GIVEN PROBLEM: Rewrite the entries from the line containing "Task: locate the book on" through the line containing "<point>65,164</point>", changing every "desk lamp" to "table lamp" and leaving everything else unchanged. Give only those lines.

******************************

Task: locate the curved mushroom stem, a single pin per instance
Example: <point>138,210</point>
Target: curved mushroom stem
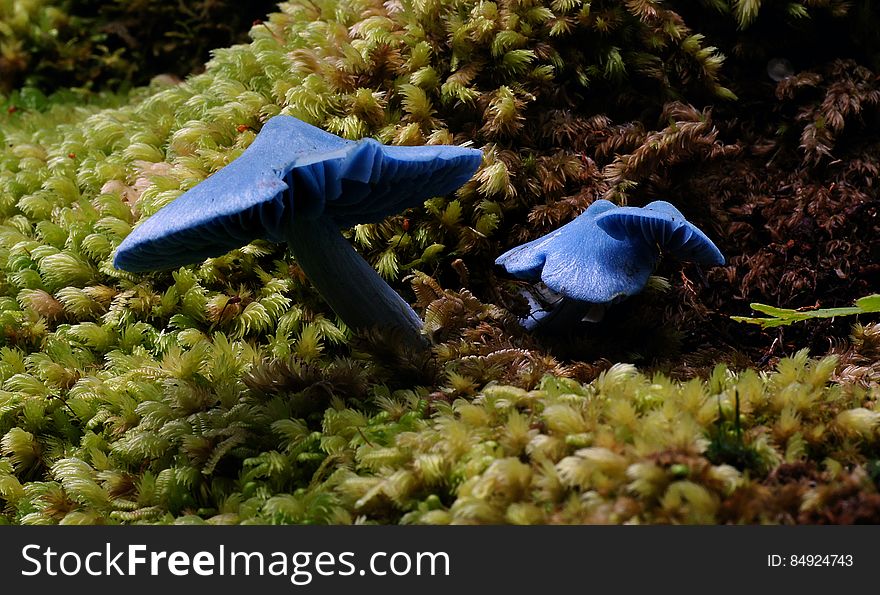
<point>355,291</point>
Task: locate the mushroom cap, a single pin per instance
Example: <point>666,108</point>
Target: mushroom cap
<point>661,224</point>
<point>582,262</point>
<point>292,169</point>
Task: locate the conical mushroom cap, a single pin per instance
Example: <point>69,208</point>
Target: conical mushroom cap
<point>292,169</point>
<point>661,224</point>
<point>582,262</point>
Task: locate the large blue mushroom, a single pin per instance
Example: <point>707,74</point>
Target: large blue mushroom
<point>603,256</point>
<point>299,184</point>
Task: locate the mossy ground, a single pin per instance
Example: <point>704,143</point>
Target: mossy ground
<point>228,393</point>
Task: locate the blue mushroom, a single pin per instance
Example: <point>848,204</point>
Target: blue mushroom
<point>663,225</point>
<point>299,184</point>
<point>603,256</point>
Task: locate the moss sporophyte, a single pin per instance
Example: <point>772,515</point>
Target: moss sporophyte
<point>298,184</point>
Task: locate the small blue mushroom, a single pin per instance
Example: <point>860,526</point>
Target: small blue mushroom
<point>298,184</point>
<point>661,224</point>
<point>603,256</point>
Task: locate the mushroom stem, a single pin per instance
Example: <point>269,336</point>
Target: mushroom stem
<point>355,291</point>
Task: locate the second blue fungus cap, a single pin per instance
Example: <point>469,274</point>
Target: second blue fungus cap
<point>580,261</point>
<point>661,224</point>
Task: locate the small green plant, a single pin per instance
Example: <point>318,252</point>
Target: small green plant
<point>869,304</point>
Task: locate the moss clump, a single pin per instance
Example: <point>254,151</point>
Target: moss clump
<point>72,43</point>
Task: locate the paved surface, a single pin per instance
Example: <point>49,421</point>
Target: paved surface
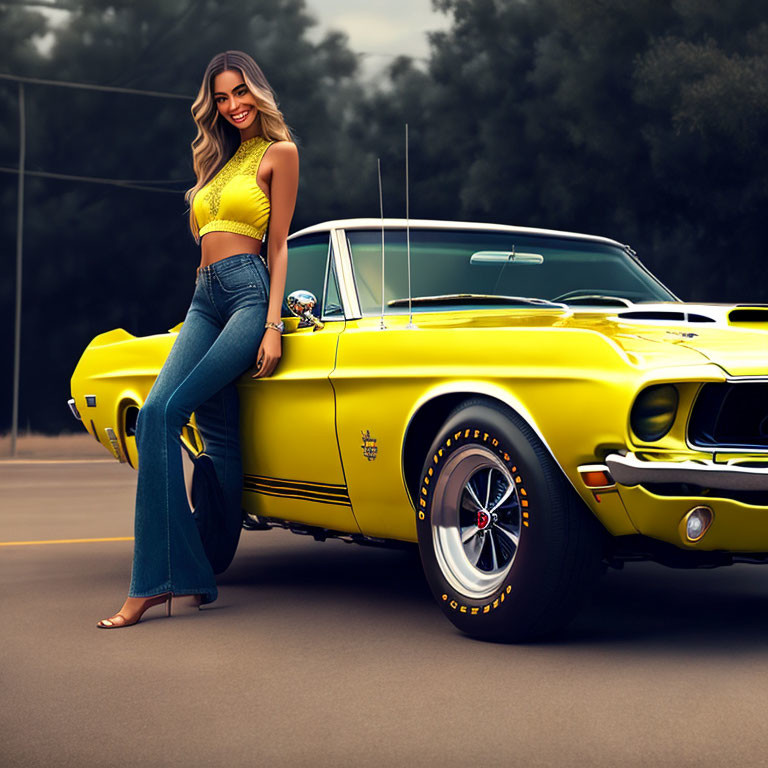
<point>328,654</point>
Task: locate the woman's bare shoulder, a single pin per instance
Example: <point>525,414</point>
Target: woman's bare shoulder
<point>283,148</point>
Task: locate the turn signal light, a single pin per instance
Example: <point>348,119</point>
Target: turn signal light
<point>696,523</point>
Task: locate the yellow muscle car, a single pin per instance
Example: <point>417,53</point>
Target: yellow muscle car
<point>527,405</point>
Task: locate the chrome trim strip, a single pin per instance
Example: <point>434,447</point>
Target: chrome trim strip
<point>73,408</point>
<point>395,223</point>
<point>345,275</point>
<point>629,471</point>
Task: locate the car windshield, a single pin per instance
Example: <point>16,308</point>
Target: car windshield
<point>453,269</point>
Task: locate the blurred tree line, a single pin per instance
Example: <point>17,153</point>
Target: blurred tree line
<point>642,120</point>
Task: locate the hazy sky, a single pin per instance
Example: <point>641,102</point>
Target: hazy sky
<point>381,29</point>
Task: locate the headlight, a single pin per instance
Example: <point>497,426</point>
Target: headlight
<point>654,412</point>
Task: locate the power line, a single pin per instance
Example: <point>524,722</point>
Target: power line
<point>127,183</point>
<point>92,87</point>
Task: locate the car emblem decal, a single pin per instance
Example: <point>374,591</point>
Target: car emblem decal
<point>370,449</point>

******************************

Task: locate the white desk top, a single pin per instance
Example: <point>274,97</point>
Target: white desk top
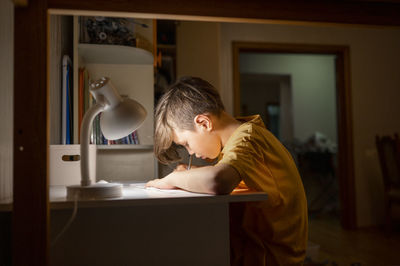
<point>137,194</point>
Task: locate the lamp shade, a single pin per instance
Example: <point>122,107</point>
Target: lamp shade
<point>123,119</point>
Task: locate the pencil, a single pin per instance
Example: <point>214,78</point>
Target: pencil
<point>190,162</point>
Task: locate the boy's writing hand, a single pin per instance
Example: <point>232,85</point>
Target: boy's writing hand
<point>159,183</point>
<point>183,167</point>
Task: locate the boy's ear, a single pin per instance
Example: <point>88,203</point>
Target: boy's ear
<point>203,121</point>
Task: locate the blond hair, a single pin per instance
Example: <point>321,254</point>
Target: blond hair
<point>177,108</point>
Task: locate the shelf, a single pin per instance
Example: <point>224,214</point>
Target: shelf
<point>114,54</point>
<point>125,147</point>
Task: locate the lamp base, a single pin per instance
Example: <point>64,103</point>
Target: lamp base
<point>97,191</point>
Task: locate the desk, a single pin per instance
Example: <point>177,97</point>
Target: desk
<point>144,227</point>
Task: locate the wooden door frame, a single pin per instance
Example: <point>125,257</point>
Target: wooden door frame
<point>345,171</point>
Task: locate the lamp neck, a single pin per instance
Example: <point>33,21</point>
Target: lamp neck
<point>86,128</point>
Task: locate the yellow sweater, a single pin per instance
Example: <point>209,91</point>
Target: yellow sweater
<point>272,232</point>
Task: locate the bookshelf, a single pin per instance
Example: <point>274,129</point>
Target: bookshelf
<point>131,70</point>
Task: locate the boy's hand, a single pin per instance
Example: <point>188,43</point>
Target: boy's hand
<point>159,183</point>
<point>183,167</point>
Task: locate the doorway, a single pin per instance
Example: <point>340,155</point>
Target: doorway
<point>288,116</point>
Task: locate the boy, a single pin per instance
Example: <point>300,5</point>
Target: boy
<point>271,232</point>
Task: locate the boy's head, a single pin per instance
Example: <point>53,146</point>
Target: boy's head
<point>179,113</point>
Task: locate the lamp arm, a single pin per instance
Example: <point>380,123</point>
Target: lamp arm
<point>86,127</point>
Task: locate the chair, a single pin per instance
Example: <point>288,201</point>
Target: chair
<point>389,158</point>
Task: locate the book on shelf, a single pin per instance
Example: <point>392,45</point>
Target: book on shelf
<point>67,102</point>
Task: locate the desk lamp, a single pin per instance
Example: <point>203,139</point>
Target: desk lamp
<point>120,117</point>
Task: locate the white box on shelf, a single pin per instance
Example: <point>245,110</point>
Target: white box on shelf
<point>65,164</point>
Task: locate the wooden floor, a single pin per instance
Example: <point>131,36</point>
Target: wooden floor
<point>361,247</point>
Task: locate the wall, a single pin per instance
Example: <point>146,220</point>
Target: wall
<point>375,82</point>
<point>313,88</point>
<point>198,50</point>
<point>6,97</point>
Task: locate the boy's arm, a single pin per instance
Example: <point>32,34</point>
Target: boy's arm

******************************

EXERCISE OUTPUT:
Task: locate the book on shelf, a single pin per instance
Example: <point>392,45</point>
Target: book on shelf
<point>67,102</point>
Task: locate the table lamp, a single pin per instance
Example: <point>203,139</point>
Target: table lamp
<point>120,117</point>
Task: locate the white box on shelf, a single pin per instance
Example: <point>245,110</point>
Target: white box on shelf
<point>65,164</point>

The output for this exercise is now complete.